Supplied records.
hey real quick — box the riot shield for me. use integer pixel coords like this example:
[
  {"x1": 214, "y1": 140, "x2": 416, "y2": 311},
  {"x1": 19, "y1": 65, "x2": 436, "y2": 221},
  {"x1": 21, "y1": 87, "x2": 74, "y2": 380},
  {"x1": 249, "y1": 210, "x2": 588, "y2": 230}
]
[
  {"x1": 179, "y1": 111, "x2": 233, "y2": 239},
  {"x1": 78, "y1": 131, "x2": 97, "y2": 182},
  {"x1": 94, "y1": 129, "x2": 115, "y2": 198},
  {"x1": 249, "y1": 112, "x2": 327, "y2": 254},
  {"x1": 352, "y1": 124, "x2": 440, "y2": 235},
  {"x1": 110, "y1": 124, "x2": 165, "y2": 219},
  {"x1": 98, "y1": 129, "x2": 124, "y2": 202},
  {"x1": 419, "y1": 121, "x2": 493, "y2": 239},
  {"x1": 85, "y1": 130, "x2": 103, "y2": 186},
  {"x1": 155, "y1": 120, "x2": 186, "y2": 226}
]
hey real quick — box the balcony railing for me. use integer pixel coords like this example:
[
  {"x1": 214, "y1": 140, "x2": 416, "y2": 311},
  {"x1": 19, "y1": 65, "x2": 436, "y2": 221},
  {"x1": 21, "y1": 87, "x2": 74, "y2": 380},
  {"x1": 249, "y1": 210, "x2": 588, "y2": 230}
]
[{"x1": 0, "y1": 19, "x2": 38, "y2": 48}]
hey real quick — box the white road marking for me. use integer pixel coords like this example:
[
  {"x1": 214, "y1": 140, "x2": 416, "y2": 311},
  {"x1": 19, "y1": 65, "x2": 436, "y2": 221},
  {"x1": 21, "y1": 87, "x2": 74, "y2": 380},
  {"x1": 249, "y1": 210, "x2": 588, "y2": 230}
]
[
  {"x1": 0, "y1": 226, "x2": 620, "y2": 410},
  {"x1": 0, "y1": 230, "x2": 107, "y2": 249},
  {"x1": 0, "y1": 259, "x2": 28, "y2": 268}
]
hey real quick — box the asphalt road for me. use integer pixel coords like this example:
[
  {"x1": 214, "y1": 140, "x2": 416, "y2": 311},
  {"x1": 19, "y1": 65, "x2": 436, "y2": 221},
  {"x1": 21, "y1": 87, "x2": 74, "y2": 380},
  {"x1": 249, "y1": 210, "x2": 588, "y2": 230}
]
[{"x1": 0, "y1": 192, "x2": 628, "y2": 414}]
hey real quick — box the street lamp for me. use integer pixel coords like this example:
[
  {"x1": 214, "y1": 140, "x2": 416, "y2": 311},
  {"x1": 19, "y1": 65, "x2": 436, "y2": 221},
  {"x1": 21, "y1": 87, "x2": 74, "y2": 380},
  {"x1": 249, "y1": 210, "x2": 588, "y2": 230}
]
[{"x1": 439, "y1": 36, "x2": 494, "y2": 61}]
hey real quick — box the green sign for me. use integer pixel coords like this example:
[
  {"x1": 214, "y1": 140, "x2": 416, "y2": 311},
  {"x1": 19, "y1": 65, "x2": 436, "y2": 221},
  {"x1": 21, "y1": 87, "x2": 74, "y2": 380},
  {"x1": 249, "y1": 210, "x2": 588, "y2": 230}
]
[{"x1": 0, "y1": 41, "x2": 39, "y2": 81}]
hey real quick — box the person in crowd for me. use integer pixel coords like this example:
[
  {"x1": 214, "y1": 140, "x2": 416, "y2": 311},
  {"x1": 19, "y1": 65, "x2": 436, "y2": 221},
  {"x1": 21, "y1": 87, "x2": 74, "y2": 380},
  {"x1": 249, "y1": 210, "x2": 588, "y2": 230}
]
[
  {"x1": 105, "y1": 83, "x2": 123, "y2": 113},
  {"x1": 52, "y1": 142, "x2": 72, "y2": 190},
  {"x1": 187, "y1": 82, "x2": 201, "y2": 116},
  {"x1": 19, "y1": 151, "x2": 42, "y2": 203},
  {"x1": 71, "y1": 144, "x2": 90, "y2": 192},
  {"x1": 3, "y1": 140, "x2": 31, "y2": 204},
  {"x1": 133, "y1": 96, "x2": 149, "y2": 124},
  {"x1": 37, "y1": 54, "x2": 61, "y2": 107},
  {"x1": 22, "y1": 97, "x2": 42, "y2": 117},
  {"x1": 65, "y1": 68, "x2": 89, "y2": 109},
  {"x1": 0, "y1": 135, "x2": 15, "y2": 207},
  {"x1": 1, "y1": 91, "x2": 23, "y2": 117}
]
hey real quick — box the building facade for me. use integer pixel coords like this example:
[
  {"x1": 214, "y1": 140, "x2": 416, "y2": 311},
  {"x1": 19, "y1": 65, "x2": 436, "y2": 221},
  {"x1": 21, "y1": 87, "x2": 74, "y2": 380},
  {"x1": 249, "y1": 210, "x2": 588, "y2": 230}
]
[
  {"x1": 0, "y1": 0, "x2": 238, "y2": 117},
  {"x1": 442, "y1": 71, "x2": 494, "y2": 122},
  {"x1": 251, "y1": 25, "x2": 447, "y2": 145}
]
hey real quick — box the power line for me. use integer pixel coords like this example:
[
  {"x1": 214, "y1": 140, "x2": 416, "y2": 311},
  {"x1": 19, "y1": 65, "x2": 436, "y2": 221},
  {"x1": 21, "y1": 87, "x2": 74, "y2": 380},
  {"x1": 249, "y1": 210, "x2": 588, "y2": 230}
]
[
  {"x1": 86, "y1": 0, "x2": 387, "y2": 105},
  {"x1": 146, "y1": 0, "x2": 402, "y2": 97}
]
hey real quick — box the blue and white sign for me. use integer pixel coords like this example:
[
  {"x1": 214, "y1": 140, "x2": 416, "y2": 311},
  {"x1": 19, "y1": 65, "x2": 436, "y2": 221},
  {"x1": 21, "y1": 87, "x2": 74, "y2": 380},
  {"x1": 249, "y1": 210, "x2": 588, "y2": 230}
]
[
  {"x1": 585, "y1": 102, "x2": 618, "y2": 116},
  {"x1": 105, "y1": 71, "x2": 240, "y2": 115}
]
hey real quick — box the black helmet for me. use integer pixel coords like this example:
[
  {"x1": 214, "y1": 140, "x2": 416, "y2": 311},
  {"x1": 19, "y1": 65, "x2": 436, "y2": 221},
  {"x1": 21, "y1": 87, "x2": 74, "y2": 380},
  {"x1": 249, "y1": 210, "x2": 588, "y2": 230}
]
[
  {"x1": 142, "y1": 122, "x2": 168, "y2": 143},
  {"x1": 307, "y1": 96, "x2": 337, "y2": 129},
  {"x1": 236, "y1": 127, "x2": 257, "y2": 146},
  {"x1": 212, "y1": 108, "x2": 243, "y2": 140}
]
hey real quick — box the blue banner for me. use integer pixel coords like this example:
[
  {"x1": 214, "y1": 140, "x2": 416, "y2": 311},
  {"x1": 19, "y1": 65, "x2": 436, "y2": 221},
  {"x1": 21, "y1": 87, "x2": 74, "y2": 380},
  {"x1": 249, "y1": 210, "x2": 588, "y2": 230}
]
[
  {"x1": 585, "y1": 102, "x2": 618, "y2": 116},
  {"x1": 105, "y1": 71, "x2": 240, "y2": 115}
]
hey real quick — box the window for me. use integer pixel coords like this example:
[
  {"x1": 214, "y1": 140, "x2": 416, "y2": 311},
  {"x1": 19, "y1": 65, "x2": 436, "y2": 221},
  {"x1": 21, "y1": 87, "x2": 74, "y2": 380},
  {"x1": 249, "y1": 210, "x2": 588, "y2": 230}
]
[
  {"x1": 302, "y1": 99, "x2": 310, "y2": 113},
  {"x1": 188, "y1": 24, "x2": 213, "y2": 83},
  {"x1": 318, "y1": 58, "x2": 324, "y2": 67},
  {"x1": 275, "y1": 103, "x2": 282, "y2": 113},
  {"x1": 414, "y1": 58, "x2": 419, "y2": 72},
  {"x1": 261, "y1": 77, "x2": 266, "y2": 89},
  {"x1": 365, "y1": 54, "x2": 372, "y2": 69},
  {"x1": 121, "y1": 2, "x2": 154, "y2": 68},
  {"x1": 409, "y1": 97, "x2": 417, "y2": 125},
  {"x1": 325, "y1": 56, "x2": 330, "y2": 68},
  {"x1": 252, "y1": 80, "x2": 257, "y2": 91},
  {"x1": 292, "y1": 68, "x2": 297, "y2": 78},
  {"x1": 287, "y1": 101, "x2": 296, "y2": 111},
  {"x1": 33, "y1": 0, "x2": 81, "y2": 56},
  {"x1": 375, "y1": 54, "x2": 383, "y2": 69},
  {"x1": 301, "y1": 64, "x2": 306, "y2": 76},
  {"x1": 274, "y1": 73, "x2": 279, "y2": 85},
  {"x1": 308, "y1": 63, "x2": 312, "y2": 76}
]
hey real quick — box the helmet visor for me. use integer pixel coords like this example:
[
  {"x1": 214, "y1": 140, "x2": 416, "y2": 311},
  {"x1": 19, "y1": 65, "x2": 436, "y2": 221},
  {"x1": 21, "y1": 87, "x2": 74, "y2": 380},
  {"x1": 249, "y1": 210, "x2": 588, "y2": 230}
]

Exercise. Set out every line from the material that contains the string "helmet".

Response.
hey real quick — box the black helmet for me. use integer pixel coords like this example:
hey real quick — box the helmet visor for me. use integer pixel coords like this example:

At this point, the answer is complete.